▶ **Instructions to follow**: Identify every line in the items below that contains the string "pole", and copy each of those lines in full.

##############################

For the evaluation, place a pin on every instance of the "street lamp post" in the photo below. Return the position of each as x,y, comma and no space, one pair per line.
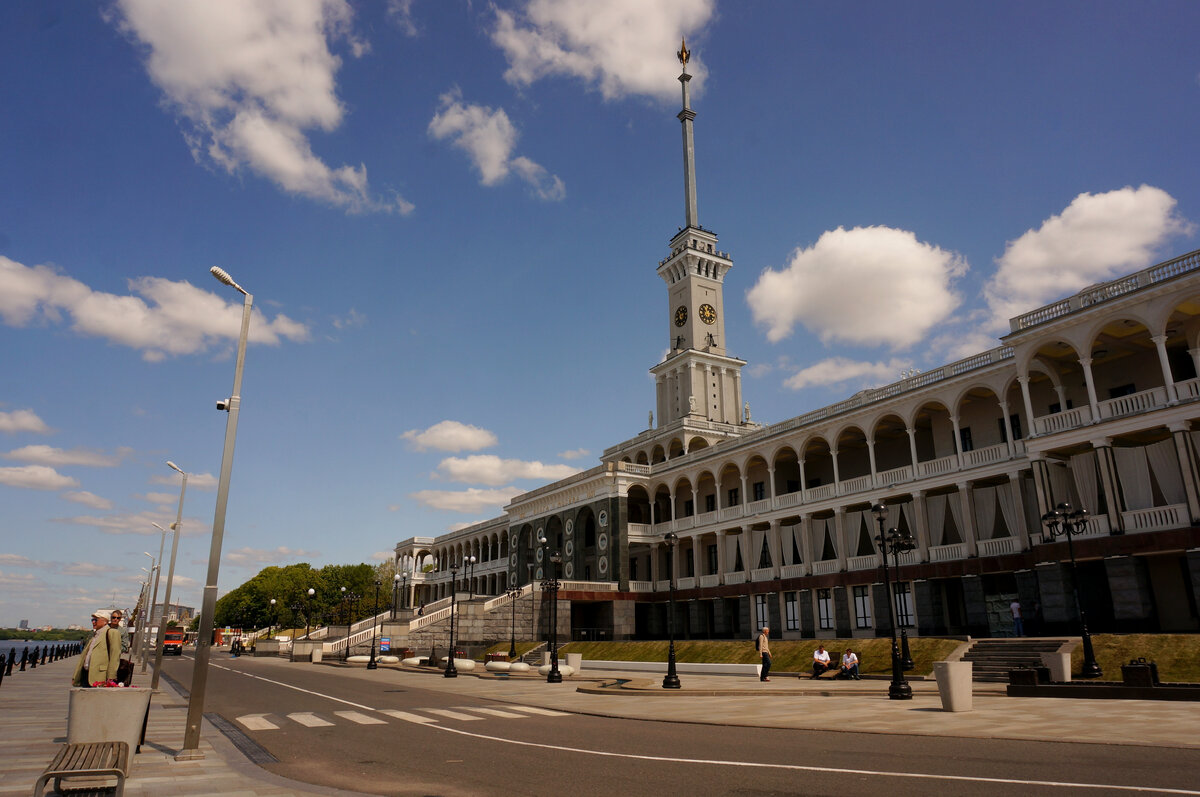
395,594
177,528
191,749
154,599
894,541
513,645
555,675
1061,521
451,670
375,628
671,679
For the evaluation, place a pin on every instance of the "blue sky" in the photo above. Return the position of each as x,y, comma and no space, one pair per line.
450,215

##############################

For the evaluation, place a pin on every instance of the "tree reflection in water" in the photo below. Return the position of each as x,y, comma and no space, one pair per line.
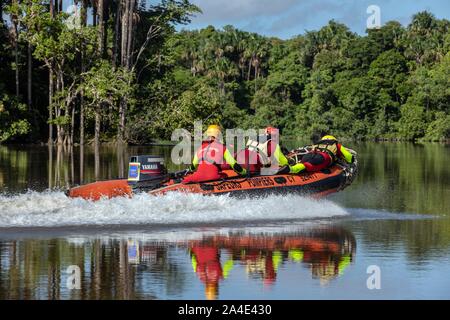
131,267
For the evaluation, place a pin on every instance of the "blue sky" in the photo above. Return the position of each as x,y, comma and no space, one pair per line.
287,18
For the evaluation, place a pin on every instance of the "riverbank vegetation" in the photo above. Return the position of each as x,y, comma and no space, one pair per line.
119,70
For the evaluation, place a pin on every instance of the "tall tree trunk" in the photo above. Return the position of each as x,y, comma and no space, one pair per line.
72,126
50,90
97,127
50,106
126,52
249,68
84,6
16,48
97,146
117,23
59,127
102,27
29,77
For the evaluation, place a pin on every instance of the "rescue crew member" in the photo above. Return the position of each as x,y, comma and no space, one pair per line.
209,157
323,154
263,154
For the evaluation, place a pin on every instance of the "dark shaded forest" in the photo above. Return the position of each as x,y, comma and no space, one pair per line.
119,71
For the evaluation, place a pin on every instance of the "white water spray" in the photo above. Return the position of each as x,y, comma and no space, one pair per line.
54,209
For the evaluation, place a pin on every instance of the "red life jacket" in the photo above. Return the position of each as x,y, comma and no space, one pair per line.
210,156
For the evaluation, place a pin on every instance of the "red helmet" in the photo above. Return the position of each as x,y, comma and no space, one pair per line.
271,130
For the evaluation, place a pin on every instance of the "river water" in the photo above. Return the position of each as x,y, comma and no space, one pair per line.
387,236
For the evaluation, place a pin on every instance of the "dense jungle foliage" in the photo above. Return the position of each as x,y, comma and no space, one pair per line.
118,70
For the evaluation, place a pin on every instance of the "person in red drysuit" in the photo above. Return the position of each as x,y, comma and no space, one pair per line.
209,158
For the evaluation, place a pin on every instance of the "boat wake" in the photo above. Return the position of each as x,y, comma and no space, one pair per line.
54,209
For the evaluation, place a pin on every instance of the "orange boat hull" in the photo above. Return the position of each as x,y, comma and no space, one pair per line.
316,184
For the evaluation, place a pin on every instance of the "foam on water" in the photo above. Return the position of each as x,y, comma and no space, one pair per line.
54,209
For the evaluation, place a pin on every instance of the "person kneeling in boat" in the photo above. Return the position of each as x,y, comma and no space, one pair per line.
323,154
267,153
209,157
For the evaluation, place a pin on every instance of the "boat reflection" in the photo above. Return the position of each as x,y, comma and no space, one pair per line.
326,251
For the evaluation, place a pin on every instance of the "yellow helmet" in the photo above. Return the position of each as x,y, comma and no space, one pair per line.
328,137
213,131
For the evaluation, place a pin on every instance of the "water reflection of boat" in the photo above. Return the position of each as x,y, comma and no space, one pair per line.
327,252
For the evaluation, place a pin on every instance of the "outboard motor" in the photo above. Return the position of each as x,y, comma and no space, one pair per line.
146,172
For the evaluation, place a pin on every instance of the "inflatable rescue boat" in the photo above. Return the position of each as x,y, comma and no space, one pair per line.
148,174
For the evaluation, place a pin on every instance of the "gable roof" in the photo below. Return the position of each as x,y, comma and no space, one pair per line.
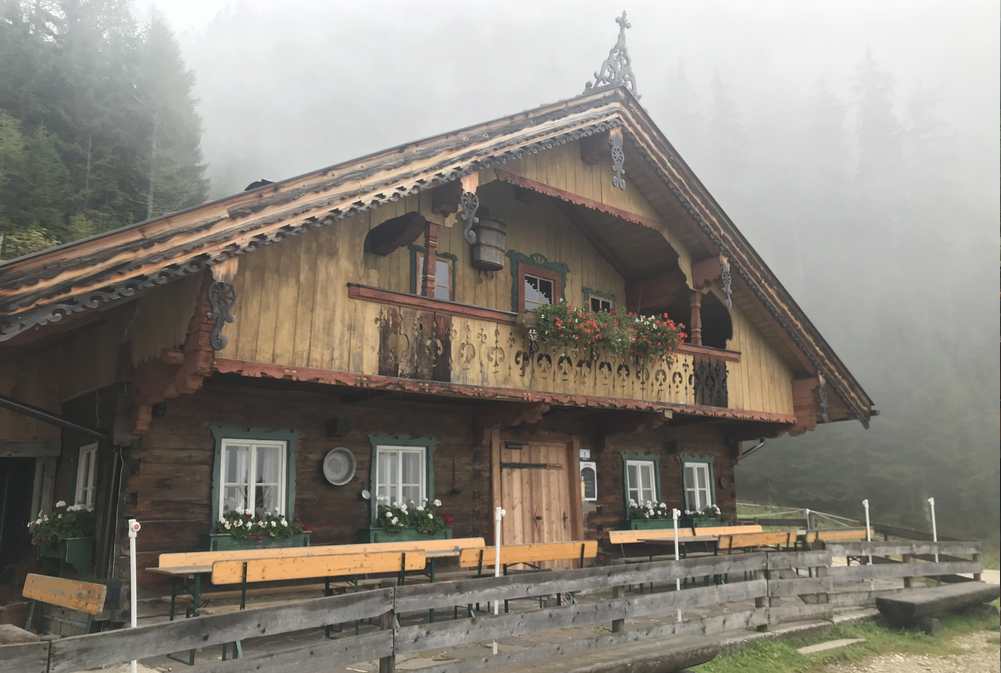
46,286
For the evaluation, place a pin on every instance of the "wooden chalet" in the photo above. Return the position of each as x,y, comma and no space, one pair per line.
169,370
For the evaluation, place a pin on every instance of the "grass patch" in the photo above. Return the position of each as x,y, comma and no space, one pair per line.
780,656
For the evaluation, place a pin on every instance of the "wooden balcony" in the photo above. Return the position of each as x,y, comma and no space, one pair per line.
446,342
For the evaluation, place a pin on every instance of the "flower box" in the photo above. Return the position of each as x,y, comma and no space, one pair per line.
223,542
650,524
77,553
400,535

##############################

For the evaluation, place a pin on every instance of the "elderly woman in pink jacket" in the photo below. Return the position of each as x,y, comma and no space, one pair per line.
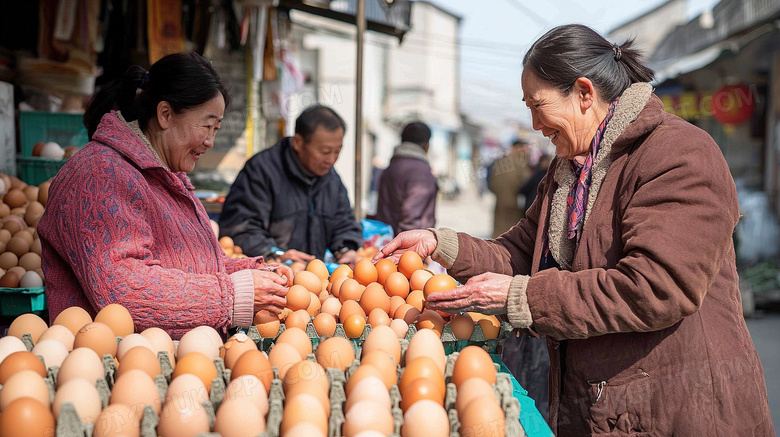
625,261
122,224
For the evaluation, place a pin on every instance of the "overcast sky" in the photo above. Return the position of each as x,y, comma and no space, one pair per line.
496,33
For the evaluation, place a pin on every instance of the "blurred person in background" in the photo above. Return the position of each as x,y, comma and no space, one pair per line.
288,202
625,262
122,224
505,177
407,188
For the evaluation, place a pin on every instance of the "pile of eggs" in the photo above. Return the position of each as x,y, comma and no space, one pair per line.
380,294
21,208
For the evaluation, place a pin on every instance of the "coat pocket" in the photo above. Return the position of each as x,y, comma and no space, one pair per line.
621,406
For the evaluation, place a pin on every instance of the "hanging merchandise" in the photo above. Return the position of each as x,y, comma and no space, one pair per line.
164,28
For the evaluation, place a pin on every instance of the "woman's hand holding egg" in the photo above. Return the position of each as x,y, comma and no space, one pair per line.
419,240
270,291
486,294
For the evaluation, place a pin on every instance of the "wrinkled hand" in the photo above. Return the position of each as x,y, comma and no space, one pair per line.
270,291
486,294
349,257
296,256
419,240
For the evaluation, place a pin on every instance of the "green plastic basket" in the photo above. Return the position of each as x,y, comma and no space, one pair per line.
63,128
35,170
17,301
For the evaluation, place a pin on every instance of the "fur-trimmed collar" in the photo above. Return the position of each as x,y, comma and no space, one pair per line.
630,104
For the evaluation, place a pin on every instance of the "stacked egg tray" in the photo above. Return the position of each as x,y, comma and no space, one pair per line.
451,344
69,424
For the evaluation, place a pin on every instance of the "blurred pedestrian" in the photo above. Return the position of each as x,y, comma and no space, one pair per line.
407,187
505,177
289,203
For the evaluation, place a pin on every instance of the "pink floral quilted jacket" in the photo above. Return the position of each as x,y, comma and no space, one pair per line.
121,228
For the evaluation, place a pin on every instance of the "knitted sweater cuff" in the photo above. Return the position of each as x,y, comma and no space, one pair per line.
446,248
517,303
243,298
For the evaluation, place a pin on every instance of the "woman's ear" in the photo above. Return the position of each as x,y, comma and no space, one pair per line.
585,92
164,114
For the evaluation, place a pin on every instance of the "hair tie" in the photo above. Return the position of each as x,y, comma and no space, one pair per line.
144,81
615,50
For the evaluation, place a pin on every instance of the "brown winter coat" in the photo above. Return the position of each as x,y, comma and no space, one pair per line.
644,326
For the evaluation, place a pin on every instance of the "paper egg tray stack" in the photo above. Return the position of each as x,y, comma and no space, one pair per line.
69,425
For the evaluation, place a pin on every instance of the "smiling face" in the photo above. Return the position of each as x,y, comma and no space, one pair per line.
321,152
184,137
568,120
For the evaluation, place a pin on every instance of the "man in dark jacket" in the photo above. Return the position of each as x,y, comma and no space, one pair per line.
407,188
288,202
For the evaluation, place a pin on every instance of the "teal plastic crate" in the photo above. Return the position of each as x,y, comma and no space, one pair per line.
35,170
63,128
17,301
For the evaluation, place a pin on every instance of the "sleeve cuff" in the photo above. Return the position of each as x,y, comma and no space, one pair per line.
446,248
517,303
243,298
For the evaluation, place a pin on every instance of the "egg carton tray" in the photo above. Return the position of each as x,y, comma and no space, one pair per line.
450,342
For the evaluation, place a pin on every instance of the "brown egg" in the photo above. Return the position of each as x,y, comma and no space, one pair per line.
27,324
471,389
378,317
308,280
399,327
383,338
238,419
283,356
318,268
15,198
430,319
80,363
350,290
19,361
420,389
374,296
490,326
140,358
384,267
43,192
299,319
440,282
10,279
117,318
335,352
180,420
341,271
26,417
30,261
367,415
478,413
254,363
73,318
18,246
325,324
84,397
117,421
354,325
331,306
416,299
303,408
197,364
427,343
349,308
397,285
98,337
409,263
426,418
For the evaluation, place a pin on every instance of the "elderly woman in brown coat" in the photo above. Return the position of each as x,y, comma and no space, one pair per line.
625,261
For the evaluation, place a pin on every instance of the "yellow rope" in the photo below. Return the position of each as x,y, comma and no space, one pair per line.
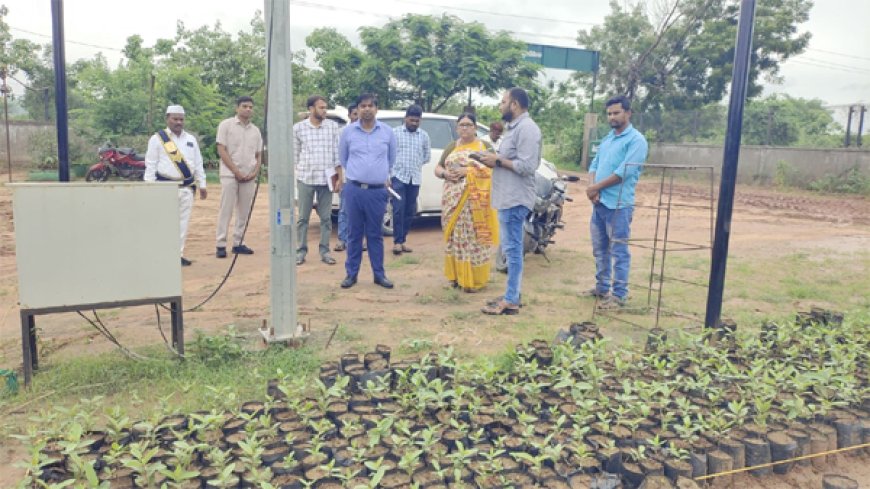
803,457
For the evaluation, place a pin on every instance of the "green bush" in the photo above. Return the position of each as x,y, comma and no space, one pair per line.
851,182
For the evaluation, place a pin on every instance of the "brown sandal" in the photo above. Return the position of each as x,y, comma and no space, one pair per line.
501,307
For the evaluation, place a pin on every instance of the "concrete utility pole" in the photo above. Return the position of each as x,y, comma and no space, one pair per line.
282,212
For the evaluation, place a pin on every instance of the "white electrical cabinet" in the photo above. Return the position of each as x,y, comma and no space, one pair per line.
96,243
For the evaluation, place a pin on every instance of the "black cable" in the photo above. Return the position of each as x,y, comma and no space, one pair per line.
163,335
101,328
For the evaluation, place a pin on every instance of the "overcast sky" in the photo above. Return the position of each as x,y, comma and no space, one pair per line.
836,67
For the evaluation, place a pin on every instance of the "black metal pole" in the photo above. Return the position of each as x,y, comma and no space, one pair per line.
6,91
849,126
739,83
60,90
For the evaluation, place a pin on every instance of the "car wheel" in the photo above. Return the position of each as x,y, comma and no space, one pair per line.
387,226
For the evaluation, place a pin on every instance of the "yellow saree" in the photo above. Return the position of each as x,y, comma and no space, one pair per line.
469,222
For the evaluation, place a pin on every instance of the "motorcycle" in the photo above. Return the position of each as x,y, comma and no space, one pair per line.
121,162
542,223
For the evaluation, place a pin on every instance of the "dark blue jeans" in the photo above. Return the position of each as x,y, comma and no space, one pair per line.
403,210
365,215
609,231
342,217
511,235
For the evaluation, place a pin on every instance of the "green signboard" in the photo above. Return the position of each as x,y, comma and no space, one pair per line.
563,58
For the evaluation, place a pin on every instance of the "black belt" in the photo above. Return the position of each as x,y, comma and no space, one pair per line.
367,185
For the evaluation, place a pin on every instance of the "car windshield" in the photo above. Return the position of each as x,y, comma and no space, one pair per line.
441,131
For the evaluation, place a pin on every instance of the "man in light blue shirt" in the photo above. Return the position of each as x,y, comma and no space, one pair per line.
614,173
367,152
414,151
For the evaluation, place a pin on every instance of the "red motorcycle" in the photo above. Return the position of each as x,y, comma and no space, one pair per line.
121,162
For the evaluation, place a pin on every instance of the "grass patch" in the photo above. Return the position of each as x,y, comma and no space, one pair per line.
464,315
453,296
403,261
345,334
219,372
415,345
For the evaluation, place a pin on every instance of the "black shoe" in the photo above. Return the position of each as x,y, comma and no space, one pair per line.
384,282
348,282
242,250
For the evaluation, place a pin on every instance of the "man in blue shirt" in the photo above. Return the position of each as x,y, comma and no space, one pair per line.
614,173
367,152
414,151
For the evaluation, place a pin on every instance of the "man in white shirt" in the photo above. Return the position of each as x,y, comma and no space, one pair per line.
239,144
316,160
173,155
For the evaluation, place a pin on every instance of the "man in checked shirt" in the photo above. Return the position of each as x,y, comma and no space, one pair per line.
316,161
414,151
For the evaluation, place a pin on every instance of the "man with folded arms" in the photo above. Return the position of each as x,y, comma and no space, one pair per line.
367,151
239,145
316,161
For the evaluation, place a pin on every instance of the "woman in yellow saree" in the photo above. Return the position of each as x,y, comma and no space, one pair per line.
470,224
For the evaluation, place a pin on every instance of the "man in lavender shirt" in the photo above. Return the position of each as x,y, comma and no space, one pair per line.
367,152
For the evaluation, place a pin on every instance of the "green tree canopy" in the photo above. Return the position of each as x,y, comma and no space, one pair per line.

##############################

▶ **Task solution**:
For the evaluation, place a pin on every instance of the "concrete utility pole" in the photo above. Return the position of each as x,y, comma and no space, one pair per line.
For the evaluation, place a pin on every instance of the "black metal pole" in the photo above. Return the position of each as x,y, comma and no space, one pair per line.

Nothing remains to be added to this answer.